Stated goal: Your copy of the material must match it exactly, except that pictures are dropped.

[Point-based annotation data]
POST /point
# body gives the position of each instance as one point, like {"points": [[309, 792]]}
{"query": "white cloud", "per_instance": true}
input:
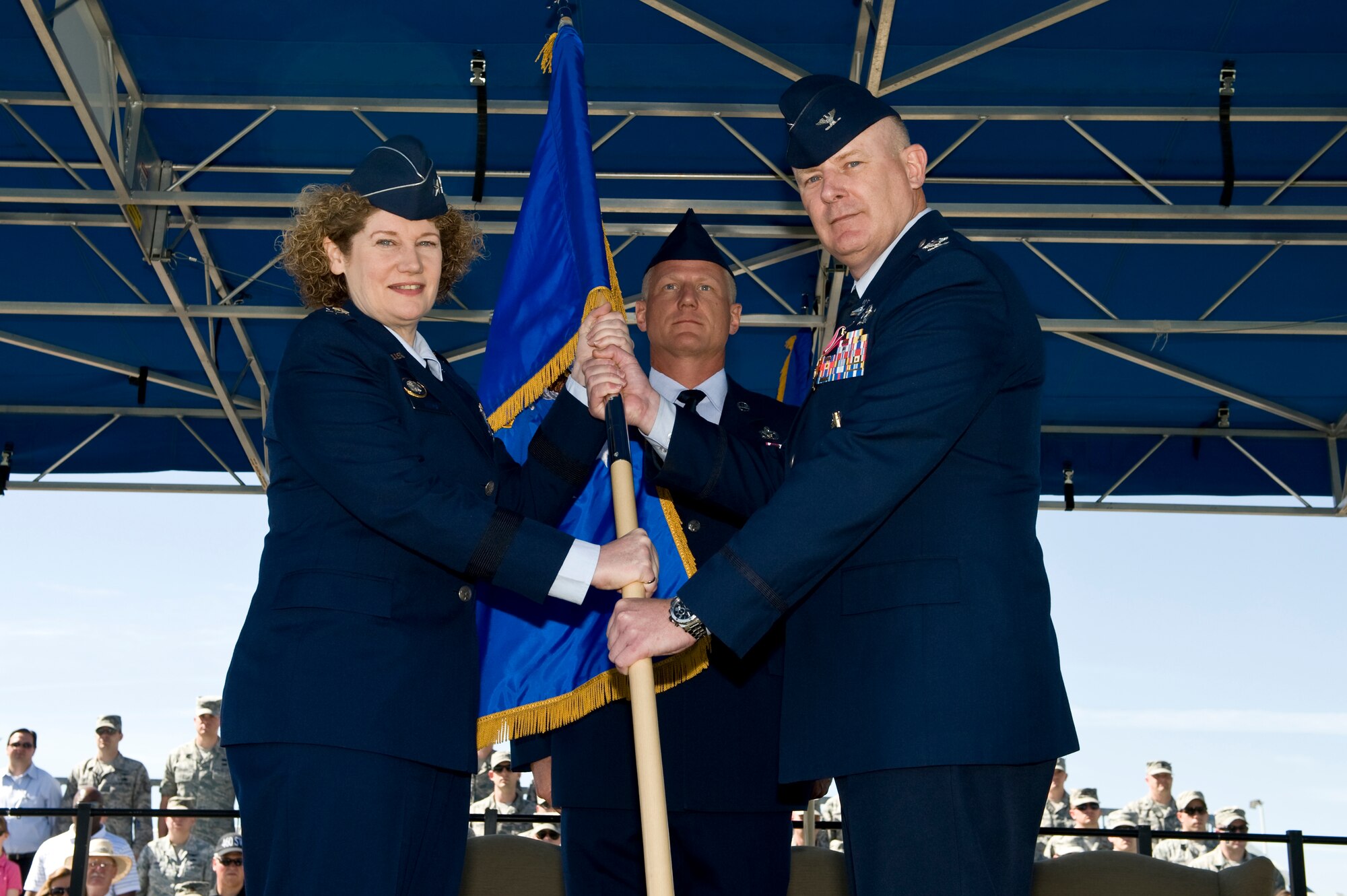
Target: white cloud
{"points": [[1248, 722]]}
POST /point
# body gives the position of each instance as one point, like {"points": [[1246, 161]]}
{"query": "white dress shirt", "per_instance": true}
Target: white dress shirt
{"points": [[573, 580]]}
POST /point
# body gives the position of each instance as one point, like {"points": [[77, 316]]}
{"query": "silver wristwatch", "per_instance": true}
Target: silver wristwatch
{"points": [[686, 619]]}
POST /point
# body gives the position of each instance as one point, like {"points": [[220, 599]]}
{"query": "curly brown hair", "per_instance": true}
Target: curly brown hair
{"points": [[339, 213]]}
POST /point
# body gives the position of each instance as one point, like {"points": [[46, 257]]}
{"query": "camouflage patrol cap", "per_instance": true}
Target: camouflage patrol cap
{"points": [[1187, 797], [230, 844], [1123, 819], [1085, 796]]}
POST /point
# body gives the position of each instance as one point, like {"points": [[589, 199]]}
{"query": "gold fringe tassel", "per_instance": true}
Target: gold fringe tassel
{"points": [[545, 55], [603, 689], [786, 369]]}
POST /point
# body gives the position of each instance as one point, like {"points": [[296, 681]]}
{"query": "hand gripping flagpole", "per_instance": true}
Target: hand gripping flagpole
{"points": [[646, 726]]}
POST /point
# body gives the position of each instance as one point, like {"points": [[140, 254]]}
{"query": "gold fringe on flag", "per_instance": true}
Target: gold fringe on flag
{"points": [[562, 361], [786, 369], [603, 689]]}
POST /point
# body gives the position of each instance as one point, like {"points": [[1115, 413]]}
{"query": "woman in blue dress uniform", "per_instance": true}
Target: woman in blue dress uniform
{"points": [[352, 695]]}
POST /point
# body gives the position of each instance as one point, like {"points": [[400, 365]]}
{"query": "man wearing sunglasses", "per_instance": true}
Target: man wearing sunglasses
{"points": [[1233, 852], [26, 786], [1085, 816], [506, 798], [1193, 817], [228, 866]]}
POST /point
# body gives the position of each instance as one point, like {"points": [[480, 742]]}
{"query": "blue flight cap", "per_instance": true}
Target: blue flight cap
{"points": [[690, 242], [399, 176], [824, 113]]}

Reply:
POST /point
# body gives the position of each instance as one point, like {"points": [[309, 792]]}
{"query": "white cloud", "per_instance": true}
input:
Target: white cloud
{"points": [[1248, 722]]}
POST /point
# body gives the position of each instance as one point, like {"points": [[1246, 161]]}
{"query": "white dress shirt", "per_instance": true}
Target: white dress shirt
{"points": [[573, 580]]}
POST /point
# body gives the position of each instance as one point, like {"points": [[77, 316]]}
{"query": "silver wristwatch", "per_instance": true}
Target: silver wristwatch
{"points": [[686, 619]]}
POST /point
# body gives the position of each instance as one point, like {"points": [[220, 599]]}
{"query": "curly brown hair", "per_instance": true}
Target: curly brown hair
{"points": [[339, 213]]}
POST /point
# body gives the position of each instance as one point, like {"points": [[46, 257]]}
{"query": "camouflage patrol cap", "per_instance": true}
Target: camouflage patrol cap
{"points": [[1187, 797], [230, 844], [1123, 819], [1085, 796]]}
POST /point
# body gives the position of each instance as one point, like {"points": [[589, 199]]}
{"query": "gold fringe tassel", "per_instance": true}
Target: gold fringe tassel
{"points": [[545, 55], [603, 689], [786, 369]]}
POST /point
# body gives the position of each instance as one point, like {"points": [[296, 681]]}
{"query": "hand gripping flagpole", "per_instance": true}
Target: hand gripping flagpole
{"points": [[646, 726]]}
POST /point
# body gives the position of each instance as one point, like {"points": [[140, 254]]}
{"query": "gold fringe on flag", "per_instance": true}
Target: gold fringe on flag
{"points": [[562, 361], [786, 369], [603, 689]]}
POST /point
# body gives the position of each instance as one point, like {"points": [[1115, 413]]}
{"query": "woman in blue dress uniform", "per_instance": true}
Target: woman in blue dress uniform
{"points": [[352, 695]]}
POST /point
# body gives the position of each instance as one point, like {"points": [[400, 365]]}
{"query": "man wearing sunglasses", "per_instance": true}
Target: man wearing sunglasses
{"points": [[1233, 852], [26, 786], [1085, 816], [506, 798], [1193, 817], [228, 866]]}
POST /point
# body gives the position of each instance as one point, like {"points": [[480, 742]]}
{"query": "blue flight cap", "per_instance": true}
Target: blue flight cap
{"points": [[690, 242], [399, 176], [824, 113]]}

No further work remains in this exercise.